Task to carry out: From the data that follows, copy every line holding the string "warehouse".
────────────────────────────────────────
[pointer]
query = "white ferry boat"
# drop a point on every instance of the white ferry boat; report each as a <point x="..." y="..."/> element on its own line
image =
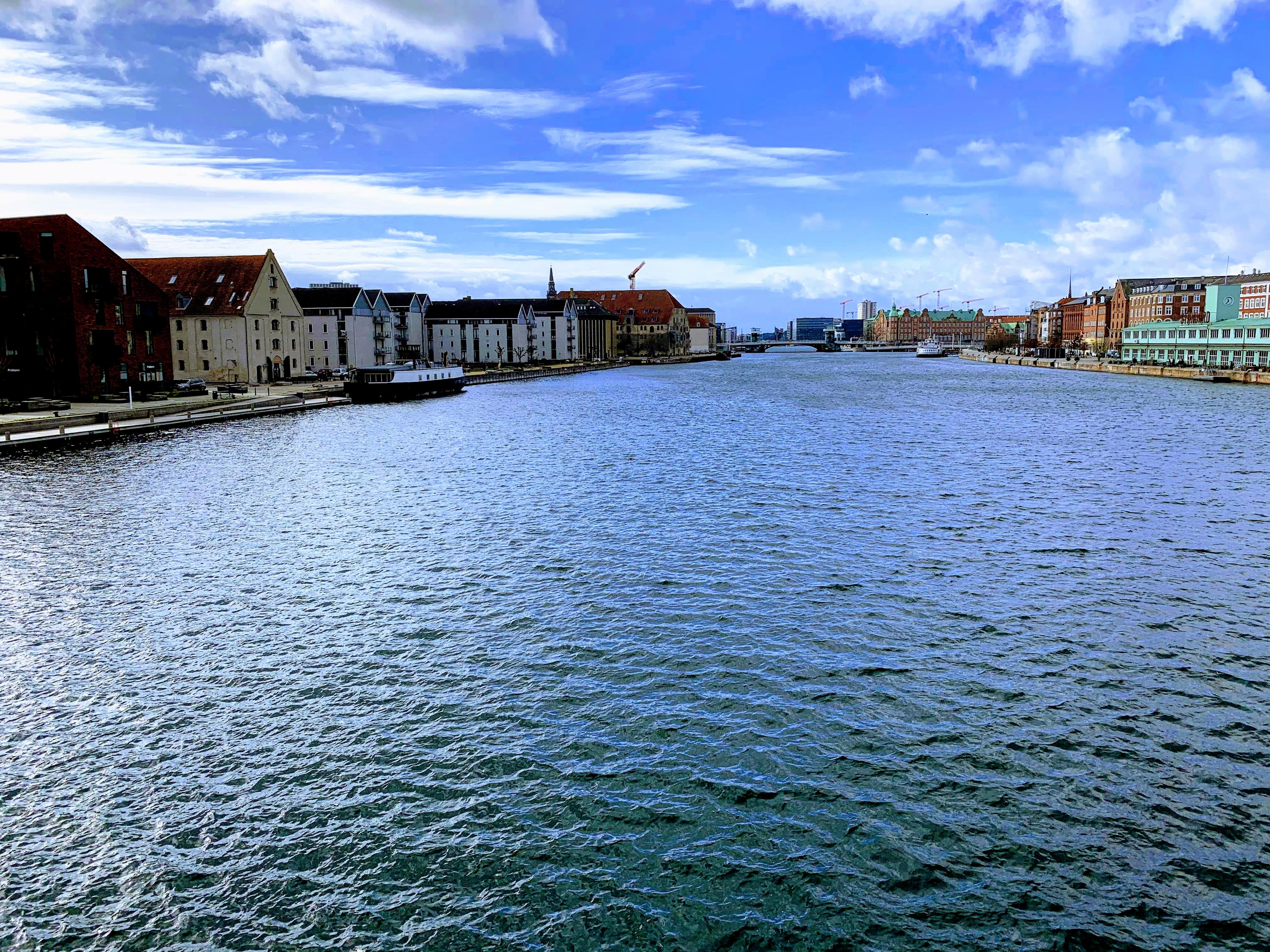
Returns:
<point x="931" y="348"/>
<point x="403" y="381"/>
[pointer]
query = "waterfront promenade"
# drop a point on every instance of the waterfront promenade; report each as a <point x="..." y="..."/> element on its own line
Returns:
<point x="1140" y="370"/>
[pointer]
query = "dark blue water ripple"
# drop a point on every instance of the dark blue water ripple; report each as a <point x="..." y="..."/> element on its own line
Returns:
<point x="799" y="652"/>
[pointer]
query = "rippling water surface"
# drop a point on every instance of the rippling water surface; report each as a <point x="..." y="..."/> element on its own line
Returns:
<point x="799" y="652"/>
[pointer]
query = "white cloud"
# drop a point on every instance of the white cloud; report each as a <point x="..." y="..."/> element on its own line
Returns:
<point x="1016" y="33"/>
<point x="986" y="153"/>
<point x="421" y="236"/>
<point x="120" y="234"/>
<point x="641" y="87"/>
<point x="670" y="151"/>
<point x="1099" y="167"/>
<point x="277" y="73"/>
<point x="1243" y="96"/>
<point x="816" y="223"/>
<point x="96" y="172"/>
<point x="333" y="30"/>
<point x="869" y="83"/>
<point x="571" y="238"/>
<point x="1155" y="106"/>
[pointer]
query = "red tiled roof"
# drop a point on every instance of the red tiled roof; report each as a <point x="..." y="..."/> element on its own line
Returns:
<point x="649" y="306"/>
<point x="197" y="279"/>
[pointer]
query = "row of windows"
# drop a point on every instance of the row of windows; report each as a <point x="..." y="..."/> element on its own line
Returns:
<point x="1194" y="334"/>
<point x="1253" y="357"/>
<point x="229" y="343"/>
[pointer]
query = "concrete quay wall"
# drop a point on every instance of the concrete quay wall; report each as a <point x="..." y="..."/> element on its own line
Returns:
<point x="1132" y="370"/>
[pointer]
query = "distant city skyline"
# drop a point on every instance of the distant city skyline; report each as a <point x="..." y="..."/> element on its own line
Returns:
<point x="769" y="159"/>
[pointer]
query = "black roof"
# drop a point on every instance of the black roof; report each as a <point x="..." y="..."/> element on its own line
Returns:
<point x="472" y="309"/>
<point x="327" y="298"/>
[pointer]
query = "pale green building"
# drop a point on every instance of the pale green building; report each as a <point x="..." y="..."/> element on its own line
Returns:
<point x="1231" y="342"/>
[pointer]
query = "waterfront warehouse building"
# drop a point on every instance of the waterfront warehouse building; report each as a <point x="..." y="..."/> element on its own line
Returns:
<point x="233" y="319"/>
<point x="1223" y="343"/>
<point x="950" y="327"/>
<point x="649" y="323"/>
<point x="77" y="319"/>
<point x="328" y="313"/>
<point x="703" y="331"/>
<point x="482" y="332"/>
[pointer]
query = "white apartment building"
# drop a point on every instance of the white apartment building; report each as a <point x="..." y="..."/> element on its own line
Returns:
<point x="233" y="319"/>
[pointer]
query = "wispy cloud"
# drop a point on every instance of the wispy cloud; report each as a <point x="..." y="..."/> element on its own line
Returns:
<point x="277" y="74"/>
<point x="869" y="83"/>
<point x="571" y="238"/>
<point x="1015" y="35"/>
<point x="671" y="153"/>
<point x="94" y="171"/>
<point x="1156" y="107"/>
<point x="1243" y="96"/>
<point x="641" y="87"/>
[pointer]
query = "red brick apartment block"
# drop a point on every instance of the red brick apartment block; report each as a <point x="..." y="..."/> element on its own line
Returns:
<point x="75" y="319"/>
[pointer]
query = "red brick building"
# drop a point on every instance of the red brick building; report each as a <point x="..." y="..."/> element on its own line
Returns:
<point x="75" y="319"/>
<point x="649" y="322"/>
<point x="952" y="327"/>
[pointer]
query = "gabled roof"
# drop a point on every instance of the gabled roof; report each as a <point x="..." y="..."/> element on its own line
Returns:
<point x="327" y="298"/>
<point x="403" y="299"/>
<point x="208" y="282"/>
<point x="621" y="301"/>
<point x="370" y="299"/>
<point x="487" y="309"/>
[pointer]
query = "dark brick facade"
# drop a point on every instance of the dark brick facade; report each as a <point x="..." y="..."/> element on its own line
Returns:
<point x="77" y="319"/>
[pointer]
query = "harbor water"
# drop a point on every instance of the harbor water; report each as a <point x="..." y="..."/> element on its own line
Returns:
<point x="797" y="652"/>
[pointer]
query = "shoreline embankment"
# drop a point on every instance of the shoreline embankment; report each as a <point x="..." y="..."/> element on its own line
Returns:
<point x="60" y="428"/>
<point x="1226" y="375"/>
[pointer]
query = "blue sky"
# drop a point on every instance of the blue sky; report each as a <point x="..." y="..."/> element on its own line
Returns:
<point x="769" y="159"/>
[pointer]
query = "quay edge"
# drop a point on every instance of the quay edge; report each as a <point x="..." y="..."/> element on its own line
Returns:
<point x="1227" y="375"/>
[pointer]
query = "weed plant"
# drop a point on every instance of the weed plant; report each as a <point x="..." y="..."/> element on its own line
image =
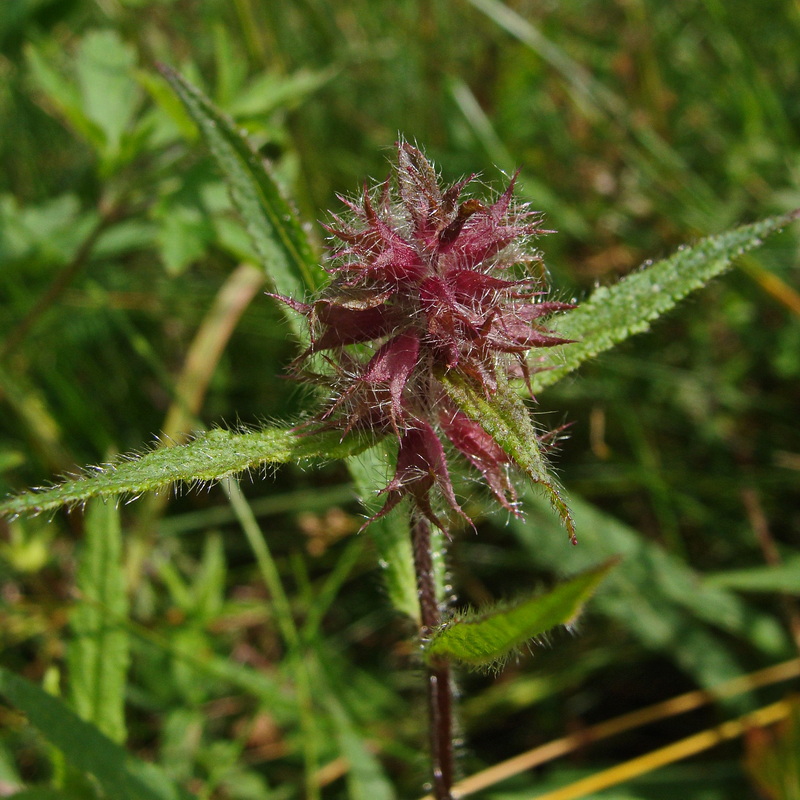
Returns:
<point x="242" y="640"/>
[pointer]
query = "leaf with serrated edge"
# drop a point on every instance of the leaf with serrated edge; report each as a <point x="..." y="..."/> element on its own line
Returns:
<point x="211" y="456"/>
<point x="505" y="418"/>
<point x="97" y="654"/>
<point x="613" y="313"/>
<point x="485" y="639"/>
<point x="273" y="225"/>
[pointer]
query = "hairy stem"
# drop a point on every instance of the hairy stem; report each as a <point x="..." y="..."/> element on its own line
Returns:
<point x="439" y="688"/>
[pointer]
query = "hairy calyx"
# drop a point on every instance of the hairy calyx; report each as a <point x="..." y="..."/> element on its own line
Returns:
<point x="423" y="283"/>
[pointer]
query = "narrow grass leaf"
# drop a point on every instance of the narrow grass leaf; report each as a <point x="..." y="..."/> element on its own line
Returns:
<point x="613" y="313"/>
<point x="390" y="533"/>
<point x="273" y="225"/>
<point x="85" y="748"/>
<point x="484" y="639"/>
<point x="365" y="777"/>
<point x="504" y="416"/>
<point x="98" y="655"/>
<point x="211" y="456"/>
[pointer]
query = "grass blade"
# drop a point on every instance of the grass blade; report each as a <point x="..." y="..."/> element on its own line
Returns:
<point x="271" y="222"/>
<point x="390" y="533"/>
<point x="98" y="653"/>
<point x="85" y="747"/>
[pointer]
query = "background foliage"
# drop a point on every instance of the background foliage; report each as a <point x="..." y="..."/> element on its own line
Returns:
<point x="129" y="311"/>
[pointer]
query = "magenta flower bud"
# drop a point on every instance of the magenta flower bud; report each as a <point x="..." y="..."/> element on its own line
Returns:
<point x="423" y="284"/>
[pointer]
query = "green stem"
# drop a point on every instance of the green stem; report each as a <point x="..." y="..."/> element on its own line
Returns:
<point x="438" y="681"/>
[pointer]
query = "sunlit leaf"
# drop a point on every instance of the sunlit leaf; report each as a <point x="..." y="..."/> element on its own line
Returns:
<point x="484" y="639"/>
<point x="211" y="456"/>
<point x="504" y="416"/>
<point x="613" y="313"/>
<point x="273" y="225"/>
<point x="98" y="653"/>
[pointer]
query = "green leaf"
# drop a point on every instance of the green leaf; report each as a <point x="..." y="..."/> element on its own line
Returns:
<point x="277" y="233"/>
<point x="110" y="95"/>
<point x="613" y="313"/>
<point x="366" y="779"/>
<point x="504" y="416"/>
<point x="390" y="533"/>
<point x="484" y="639"/>
<point x="211" y="456"/>
<point x="98" y="654"/>
<point x="783" y="578"/>
<point x="120" y="774"/>
<point x="62" y="95"/>
<point x="661" y="601"/>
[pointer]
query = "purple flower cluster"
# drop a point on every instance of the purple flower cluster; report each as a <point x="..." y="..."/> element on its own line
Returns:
<point x="424" y="283"/>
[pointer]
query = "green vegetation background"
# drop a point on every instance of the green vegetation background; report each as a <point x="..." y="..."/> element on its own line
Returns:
<point x="639" y="126"/>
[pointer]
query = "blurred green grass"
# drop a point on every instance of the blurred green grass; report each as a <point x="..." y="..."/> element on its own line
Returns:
<point x="638" y="126"/>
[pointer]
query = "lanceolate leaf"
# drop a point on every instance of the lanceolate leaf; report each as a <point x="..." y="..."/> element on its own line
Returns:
<point x="271" y="222"/>
<point x="98" y="653"/>
<point x="485" y="639"/>
<point x="213" y="455"/>
<point x="119" y="774"/>
<point x="613" y="313"/>
<point x="505" y="418"/>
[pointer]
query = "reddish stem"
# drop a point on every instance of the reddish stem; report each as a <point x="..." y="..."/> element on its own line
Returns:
<point x="439" y="687"/>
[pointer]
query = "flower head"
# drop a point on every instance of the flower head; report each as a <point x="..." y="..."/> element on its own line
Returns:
<point x="424" y="283"/>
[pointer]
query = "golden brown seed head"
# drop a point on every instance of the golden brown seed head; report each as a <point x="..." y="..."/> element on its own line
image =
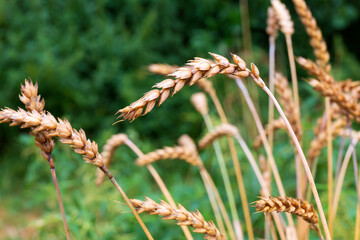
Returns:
<point x="199" y="101"/>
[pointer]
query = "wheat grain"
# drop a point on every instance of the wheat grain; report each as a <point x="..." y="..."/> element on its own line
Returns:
<point x="283" y="16"/>
<point x="222" y="130"/>
<point x="162" y="69"/>
<point x="298" y="207"/>
<point x="316" y="39"/>
<point x="272" y="26"/>
<point x="188" y="75"/>
<point x="180" y="214"/>
<point x="177" y="152"/>
<point x="275" y="125"/>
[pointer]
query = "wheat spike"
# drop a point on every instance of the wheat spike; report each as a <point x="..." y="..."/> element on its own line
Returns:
<point x="224" y="129"/>
<point x="181" y="215"/>
<point x="272" y="27"/>
<point x="283" y="16"/>
<point x="199" y="101"/>
<point x="319" y="142"/>
<point x="298" y="207"/>
<point x="276" y="124"/>
<point x="316" y="39"/>
<point x="194" y="71"/>
<point x="109" y="148"/>
<point x="177" y="152"/>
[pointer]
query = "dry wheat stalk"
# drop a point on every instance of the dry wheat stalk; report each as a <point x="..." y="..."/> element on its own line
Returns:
<point x="112" y="143"/>
<point x="283" y="16"/>
<point x="286" y="99"/>
<point x="199" y="101"/>
<point x="188" y="75"/>
<point x="272" y="26"/>
<point x="177" y="152"/>
<point x="316" y="39"/>
<point x="298" y="207"/>
<point x="29" y="96"/>
<point x="318" y="143"/>
<point x="162" y="69"/>
<point x="222" y="130"/>
<point x="275" y="125"/>
<point x="180" y="214"/>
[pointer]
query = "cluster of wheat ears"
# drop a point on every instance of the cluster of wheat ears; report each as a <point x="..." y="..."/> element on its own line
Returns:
<point x="341" y="109"/>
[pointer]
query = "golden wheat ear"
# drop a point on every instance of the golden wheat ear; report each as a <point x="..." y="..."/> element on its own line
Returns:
<point x="181" y="215"/>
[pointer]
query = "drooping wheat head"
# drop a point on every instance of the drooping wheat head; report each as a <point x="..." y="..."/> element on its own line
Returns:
<point x="181" y="215"/>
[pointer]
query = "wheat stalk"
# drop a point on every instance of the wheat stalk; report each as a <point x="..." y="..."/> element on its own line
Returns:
<point x="76" y="139"/>
<point x="32" y="101"/>
<point x="180" y="214"/>
<point x="298" y="207"/>
<point x="162" y="69"/>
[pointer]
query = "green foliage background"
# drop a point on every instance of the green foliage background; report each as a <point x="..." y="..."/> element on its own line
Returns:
<point x="90" y="58"/>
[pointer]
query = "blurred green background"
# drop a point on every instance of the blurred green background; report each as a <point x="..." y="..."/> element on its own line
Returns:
<point x="90" y="59"/>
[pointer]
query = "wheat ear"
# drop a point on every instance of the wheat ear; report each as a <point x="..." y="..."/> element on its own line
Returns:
<point x="29" y="96"/>
<point x="207" y="87"/>
<point x="180" y="214"/>
<point x="298" y="207"/>
<point x="76" y="139"/>
<point x="271" y="127"/>
<point x="108" y="151"/>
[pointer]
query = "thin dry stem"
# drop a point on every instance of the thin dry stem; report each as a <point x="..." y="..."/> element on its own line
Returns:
<point x="76" y="139"/>
<point x="181" y="215"/>
<point x="109" y="148"/>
────────────────────────────────────────
Solved problem:
query = "waterfront warehouse building"
# drop a point on every instance of the waterfront warehouse building; report each as a <point x="..." y="..."/> element on its own line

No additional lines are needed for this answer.